→ TASK GOAL
Among the lines of the records, find all that carry the word "below" and copy them.

[Dataset items]

^^^^

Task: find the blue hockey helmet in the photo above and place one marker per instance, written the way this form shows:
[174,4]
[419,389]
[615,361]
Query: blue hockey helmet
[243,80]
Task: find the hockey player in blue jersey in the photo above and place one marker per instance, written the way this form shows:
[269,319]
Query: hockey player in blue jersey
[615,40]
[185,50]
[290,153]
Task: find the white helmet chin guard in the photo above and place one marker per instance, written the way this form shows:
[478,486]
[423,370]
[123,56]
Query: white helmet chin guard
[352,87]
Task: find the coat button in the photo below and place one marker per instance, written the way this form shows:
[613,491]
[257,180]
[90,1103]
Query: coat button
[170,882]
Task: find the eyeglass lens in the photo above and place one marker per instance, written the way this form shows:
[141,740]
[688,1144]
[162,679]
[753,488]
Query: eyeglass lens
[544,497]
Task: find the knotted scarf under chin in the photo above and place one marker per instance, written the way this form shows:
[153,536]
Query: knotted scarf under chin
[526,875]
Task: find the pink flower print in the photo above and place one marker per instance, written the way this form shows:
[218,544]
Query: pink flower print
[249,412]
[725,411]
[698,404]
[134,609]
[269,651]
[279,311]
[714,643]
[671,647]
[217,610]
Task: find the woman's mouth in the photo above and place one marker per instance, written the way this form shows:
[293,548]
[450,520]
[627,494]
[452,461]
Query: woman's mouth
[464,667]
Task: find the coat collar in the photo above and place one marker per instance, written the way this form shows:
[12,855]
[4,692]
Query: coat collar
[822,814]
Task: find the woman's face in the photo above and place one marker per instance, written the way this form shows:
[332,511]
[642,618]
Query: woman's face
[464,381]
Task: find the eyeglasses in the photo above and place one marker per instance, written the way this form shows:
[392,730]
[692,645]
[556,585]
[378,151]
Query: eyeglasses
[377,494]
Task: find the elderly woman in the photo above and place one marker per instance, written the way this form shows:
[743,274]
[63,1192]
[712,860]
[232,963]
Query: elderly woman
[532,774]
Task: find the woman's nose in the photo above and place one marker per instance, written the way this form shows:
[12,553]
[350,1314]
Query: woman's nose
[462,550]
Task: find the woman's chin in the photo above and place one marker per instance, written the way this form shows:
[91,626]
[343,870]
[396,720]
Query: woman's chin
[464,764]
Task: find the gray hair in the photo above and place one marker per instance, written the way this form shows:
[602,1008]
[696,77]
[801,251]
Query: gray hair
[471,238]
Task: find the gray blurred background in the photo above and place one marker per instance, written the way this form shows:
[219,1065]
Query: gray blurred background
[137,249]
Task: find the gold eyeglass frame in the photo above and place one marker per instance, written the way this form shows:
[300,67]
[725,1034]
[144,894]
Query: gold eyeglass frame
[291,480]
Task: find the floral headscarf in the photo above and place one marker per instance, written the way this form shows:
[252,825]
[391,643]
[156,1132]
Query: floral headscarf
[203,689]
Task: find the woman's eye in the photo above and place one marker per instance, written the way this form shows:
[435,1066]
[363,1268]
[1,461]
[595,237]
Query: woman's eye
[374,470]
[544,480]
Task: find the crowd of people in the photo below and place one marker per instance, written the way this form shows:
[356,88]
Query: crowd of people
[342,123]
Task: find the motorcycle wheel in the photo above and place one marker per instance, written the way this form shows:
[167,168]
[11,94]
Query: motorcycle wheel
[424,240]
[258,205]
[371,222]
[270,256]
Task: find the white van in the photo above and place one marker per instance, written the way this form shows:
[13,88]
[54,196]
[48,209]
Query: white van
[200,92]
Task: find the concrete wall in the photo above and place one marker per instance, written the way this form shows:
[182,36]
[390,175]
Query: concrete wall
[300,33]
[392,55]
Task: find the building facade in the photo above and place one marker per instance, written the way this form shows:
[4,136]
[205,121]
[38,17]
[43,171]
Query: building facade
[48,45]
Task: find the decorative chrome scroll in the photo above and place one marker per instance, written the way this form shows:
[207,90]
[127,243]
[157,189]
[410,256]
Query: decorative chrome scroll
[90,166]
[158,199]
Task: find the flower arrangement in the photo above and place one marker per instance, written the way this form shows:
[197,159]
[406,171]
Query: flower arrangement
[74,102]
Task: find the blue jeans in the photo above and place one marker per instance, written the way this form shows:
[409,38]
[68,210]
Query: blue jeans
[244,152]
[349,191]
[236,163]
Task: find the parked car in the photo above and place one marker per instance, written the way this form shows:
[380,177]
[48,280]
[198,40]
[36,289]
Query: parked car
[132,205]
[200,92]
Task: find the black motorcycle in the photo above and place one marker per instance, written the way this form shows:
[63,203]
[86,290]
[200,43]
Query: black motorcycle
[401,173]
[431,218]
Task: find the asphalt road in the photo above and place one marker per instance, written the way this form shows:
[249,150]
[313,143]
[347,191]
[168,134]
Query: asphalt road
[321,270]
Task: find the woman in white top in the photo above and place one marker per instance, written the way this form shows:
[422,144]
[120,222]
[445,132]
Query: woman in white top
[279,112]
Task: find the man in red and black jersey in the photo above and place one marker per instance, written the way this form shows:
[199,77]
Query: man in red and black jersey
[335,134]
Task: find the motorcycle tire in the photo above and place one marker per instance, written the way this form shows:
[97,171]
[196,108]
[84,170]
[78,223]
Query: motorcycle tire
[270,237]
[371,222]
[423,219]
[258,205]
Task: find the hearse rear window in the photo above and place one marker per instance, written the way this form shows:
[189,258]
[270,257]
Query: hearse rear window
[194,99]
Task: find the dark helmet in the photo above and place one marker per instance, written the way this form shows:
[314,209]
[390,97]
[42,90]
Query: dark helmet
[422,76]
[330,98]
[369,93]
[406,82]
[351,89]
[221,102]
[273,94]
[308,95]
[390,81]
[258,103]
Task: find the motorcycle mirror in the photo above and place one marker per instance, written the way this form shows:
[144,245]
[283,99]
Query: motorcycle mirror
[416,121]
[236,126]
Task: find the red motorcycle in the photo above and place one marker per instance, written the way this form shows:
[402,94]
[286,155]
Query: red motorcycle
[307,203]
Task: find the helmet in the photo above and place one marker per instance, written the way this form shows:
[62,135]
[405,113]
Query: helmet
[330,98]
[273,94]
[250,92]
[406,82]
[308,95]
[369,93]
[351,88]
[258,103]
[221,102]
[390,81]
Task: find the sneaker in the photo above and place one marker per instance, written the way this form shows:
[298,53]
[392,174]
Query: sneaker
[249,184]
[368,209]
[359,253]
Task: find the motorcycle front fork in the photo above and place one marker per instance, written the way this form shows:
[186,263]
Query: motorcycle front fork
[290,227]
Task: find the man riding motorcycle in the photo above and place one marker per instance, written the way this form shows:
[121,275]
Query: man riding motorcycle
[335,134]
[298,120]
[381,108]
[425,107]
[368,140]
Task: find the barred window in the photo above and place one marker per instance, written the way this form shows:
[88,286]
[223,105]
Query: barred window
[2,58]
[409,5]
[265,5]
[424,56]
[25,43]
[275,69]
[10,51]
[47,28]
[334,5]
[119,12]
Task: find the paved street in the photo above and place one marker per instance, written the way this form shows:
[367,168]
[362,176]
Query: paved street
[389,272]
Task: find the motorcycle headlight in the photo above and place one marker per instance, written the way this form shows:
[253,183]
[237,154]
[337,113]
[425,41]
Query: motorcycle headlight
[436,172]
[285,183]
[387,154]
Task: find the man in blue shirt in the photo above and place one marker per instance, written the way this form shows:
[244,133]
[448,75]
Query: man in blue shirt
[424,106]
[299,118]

^^^^

→ SOLUTION TO THIS TASK
Task: find the coat button in the photo below and place one marker per instance, written the way this form shows:
Task: find the crowd of people in the photo below and place one marker per instance, written the way this form shows:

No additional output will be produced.